* Goal of the exercise
Pick every line from the data below that contains the string "green" and copy it.

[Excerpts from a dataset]
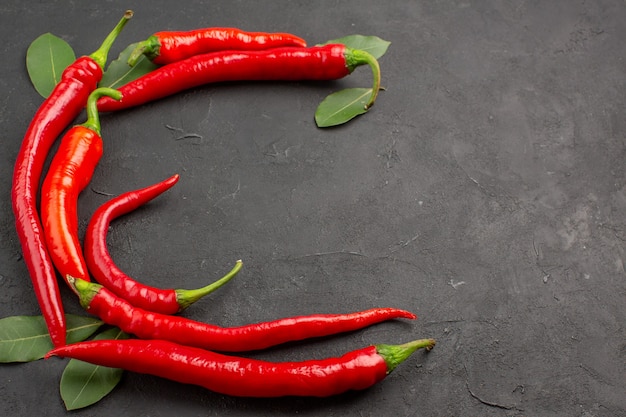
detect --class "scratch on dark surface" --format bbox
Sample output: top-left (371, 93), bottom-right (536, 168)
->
top-left (90, 187), bottom-right (115, 196)
top-left (126, 234), bottom-right (133, 254)
top-left (212, 180), bottom-right (241, 207)
top-left (579, 363), bottom-right (615, 387)
top-left (463, 364), bottom-right (522, 411)
top-left (165, 124), bottom-right (203, 141)
top-left (288, 250), bottom-right (367, 259)
top-left (387, 234), bottom-right (419, 255)
top-left (424, 318), bottom-right (465, 325)
top-left (449, 279), bottom-right (466, 289)
top-left (513, 384), bottom-right (525, 394)
top-left (463, 170), bottom-right (495, 197)
top-left (371, 255), bottom-right (429, 275)
top-left (532, 239), bottom-right (562, 283)
top-left (381, 137), bottom-right (400, 169)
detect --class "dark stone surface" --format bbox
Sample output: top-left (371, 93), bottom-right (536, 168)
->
top-left (1, 1), bottom-right (624, 415)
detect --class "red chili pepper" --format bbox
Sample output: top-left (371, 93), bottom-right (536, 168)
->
top-left (11, 11), bottom-right (132, 347)
top-left (41, 88), bottom-right (122, 292)
top-left (85, 177), bottom-right (241, 313)
top-left (68, 277), bottom-right (416, 352)
top-left (128, 27), bottom-right (307, 66)
top-left (97, 44), bottom-right (380, 112)
top-left (46, 337), bottom-right (435, 397)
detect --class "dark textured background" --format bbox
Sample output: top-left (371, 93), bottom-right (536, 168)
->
top-left (1, 1), bottom-right (624, 416)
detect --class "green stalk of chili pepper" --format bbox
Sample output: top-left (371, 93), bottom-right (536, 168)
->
top-left (46, 337), bottom-right (435, 397)
top-left (11, 11), bottom-right (132, 347)
top-left (41, 87), bottom-right (121, 292)
top-left (68, 276), bottom-right (417, 353)
top-left (128, 27), bottom-right (307, 66)
top-left (97, 44), bottom-right (380, 112)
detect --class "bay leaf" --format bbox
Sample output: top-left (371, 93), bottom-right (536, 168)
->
top-left (26, 33), bottom-right (76, 98)
top-left (60, 327), bottom-right (128, 411)
top-left (321, 35), bottom-right (391, 59)
top-left (99, 42), bottom-right (157, 89)
top-left (315, 87), bottom-right (373, 127)
top-left (0, 314), bottom-right (103, 363)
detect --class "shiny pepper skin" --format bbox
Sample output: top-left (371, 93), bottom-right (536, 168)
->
top-left (12, 58), bottom-right (101, 348)
top-left (47, 338), bottom-right (437, 397)
top-left (71, 276), bottom-right (416, 353)
top-left (97, 44), bottom-right (355, 112)
top-left (40, 87), bottom-right (121, 295)
top-left (11, 11), bottom-right (132, 347)
top-left (128, 27), bottom-right (307, 66)
top-left (41, 126), bottom-right (103, 284)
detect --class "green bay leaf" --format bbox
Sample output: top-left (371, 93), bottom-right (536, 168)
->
top-left (0, 314), bottom-right (103, 363)
top-left (99, 42), bottom-right (157, 89)
top-left (26, 33), bottom-right (76, 98)
top-left (315, 87), bottom-right (373, 127)
top-left (321, 35), bottom-right (391, 59)
top-left (60, 327), bottom-right (128, 411)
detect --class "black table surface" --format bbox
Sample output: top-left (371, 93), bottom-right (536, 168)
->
top-left (1, 1), bottom-right (624, 416)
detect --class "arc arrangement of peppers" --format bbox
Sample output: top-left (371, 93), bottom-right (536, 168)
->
top-left (10, 12), bottom-right (436, 402)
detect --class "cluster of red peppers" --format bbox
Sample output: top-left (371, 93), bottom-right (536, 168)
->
top-left (11, 11), bottom-right (435, 399)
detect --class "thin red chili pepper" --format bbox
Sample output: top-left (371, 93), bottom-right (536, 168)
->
top-left (97, 44), bottom-right (381, 112)
top-left (85, 177), bottom-right (241, 313)
top-left (41, 88), bottom-right (121, 292)
top-left (68, 276), bottom-right (416, 353)
top-left (46, 337), bottom-right (435, 397)
top-left (128, 27), bottom-right (307, 66)
top-left (11, 11), bottom-right (132, 347)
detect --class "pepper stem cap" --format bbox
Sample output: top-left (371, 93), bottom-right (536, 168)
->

* Response
detect --class "green stalk of chili pepper" --format bbox
detect --class "green bay leaf" --format bbox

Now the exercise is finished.